## [TEXT SECTION]

--- begin ---

From: Nikita Kalyazin <kalyazin@amazon.com>
To: "David Hildenbrand (Red Hat)" <david@kernel.org>,
Peter Xu <peterx@redhat.com>
Cc: Mike Rapoport <rppt@kernel.org>, <linux-mm@kvack.org>,
Andrea Arcangeli <aarcange@redhat.com>,
Andrew Morton <akpm@linux-foundation.org>,
"Axel Rasmussen" <axelrasmussen@google.com>,
Baolin Wang <baolin.wang@linux.alibaba.com>,
Hugh Dickins <hughd@google.com>,
"James Houghton" <jthoughton@google.com>,
"Liam R. Howlett" <Liam.Howlett@oracle.com>,
Lorenzo Stoakes <lorenzo.stoakes@oracle.com>,
Michal Hocko <mhocko@suse.com>,
Paolo Bonzini <pbonzini@redhat.com>,
"Sean Christopherson" <seanjc@google.com>,
Shuah Khan <shuah@kernel.org>,
"Suren Baghdasaryan" <surenb@google.com>,
Vlastimil Babka <vbabka@suse.cz>, <linux-kernel@vger.kernel.org>,
<kvm@vger.kernel.org>, <linux-kselftest@vger.kernel.org>
Subject: Re: [PATCH v3 4/5] guest_memfd: add support for userfaultfd minor mode
Date: Thu, 4 Dec 2025 17:27:04 +0000 [thread overview]
Message-ID: <2afda7a3-3c48-44e4-b462-49e0d223208b@amazon.com> (raw)
In-Reply-To: <6b21d20c-447f-4059-8cbd-76a8eeebe834@amazon.com>
On 03/12/2025 10:03, Nikita Kalyazin wrote:
> On 03/12/2025 09:23, David Hildenbrand (Red Hat) wrote:
>> On 12/2/25 12:50, Nikita Kalyazin wrote:
>>>
>>>
>>> On 01/12/2025 20:57, Peter Xu wrote:
>>>> On Mon, Dec 01, 2025 at 08:12:38PM +0000, Nikita Kalyazin wrote:
>>>>>
>>>>>
>>>>> On 01/12/2025 18:35, Peter Xu wrote:
>>>>>> On Mon, Dec 01, 2025 at 04:48:22PM +0000, Nikita Kalyazin wrote:
>>>>>>> I believe I found the precise point where we convinced ourselves
>>>>>>> that minor
>>>>>>> support was sufficient: [1]. If at this moment we don't find
>>>>>>> that reasoning
>>>>>>> valid anymore, then indeed implementing missing is the only option.

--- end ---

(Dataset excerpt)
--- begin ---

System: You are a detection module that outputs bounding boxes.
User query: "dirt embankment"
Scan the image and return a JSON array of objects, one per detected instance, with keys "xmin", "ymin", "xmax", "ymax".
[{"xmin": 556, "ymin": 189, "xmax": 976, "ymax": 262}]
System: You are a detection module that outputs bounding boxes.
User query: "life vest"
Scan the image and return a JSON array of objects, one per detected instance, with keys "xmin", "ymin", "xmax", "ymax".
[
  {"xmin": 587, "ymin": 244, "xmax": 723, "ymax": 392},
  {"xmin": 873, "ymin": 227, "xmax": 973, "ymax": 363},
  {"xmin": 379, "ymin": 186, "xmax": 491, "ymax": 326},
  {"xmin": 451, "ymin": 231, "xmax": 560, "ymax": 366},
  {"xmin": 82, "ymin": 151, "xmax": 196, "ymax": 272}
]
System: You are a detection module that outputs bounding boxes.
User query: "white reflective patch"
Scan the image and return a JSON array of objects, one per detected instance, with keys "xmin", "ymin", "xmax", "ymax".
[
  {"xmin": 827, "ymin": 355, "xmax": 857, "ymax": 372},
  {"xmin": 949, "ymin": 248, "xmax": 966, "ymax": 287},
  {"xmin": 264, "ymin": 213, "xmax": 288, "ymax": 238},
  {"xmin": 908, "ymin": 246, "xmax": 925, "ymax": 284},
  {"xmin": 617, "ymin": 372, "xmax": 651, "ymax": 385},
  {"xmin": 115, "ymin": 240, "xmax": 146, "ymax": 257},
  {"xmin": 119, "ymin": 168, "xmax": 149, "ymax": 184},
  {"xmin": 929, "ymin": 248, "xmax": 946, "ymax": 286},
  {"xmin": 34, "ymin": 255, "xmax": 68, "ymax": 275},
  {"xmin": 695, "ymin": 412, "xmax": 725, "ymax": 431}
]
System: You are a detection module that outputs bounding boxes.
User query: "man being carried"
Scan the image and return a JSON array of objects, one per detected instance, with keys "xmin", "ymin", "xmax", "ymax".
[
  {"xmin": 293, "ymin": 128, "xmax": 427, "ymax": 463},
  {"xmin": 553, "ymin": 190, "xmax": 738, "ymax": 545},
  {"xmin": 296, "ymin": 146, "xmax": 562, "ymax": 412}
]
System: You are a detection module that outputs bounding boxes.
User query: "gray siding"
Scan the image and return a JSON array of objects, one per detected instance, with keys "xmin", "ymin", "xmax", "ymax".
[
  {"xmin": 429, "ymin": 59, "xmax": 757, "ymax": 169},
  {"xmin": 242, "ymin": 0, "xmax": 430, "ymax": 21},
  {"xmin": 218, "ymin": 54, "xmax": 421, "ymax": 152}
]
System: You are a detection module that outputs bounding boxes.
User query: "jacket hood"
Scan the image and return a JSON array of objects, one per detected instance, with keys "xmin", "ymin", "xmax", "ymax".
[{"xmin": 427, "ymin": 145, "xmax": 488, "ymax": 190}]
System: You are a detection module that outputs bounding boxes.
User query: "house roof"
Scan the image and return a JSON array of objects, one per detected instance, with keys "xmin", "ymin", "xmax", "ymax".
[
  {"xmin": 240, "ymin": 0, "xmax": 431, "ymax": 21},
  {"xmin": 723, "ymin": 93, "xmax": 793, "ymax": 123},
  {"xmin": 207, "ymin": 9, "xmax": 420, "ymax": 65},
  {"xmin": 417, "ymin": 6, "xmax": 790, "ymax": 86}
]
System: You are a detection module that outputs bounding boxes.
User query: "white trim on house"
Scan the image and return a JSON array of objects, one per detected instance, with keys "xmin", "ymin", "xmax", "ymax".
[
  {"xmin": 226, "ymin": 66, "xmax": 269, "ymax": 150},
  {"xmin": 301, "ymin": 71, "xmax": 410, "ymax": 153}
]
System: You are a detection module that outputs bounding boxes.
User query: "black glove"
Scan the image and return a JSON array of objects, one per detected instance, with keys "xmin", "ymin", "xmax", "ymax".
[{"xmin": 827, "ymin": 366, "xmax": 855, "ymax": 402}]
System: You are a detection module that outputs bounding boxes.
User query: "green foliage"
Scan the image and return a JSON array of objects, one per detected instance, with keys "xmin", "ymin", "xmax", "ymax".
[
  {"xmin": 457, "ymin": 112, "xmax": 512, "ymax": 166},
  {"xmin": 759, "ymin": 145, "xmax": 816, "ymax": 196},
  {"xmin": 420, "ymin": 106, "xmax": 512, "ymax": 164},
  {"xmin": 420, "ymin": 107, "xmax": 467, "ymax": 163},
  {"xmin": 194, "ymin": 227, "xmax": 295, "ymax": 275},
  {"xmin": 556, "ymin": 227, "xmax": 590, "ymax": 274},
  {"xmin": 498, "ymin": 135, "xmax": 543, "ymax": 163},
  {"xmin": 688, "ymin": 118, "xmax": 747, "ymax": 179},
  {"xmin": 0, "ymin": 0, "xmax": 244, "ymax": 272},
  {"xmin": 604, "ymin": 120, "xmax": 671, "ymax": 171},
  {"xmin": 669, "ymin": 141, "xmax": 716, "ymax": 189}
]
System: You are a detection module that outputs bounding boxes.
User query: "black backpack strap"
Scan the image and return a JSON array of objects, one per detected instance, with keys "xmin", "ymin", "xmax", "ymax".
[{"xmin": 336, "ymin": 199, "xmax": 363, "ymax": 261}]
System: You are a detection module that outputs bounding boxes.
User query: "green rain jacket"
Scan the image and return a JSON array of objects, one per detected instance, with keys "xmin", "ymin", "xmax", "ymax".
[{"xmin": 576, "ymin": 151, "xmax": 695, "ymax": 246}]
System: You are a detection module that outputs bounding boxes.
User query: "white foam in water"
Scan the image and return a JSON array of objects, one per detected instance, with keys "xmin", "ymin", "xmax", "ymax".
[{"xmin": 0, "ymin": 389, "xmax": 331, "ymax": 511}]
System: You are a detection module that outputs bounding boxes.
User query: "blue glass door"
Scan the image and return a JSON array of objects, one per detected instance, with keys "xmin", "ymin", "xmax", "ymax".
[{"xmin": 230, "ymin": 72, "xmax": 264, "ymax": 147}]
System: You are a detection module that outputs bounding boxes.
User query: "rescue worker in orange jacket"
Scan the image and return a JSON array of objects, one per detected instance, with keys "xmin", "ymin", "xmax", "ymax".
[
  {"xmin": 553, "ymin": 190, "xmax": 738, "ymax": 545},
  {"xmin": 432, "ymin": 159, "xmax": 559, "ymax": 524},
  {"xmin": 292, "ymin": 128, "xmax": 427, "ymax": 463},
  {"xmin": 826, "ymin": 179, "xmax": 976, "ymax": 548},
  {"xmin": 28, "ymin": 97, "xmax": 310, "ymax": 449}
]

--- end ---

## [INSTRUCTION 1]
Decide whether each statement below agrees with the guest_memfd message. Answer yes or no for each, and quote the deciding words from the message.
(a) The subject line concerns adding userfaultfd minor mode support to guest_memfd.
(b) The message is dated 3 December 2025.
(c) In the quoted exchange, implementing missing is called the only option if the earlier reasoning is no longer found valid.
## [INSTRUCTION 2]
Write the next part of the guest_memfd message, beginning after its last quoted line.

## [REPLY 1]
(a) Yes: "guest_memfd: add support for userfaultfd minor mode"
(b) No: "Date: Thu, 4 Dec 2025 17:27:04 +0000"
(c) Yes: "implementing missing is the only option"

## [REPLY 2]
>>>>>>>
>>>>>>> [1] https://lore.kernel.org/kvm/Z9GsIDVYWoV8d8-C@x1.local
>>>>>>
>>>>>> Now after I re-read the discussion, I may have made a wrong statement
>>>>>> there, sorry. I could have got slightly confused on when the write()
>>>>>> syscall can be involved.
>>>>>>
>>>>>> I agree if you want to get an event when cache missed with the
>>>>>> current uffd
>>>>>> definitions and when pre-population is forbidden, then MISSING
>>>>>> trap is
>>>>>> required. That is, with/without the need of UFFDIO_COPY being
>>>>>> available.
>>>>>>
>>>>>> Do I understand it right that UFFDIO_COPY is not allowed in your
>>>>>> case, but
>>>>>> only write()?
>>>>>
>>>>> No, UFFDIO_COPY would work perfectly fine. We will still use write()
>>>>> whenever we resolve stage-2 faults as they aren't visible to UFFD.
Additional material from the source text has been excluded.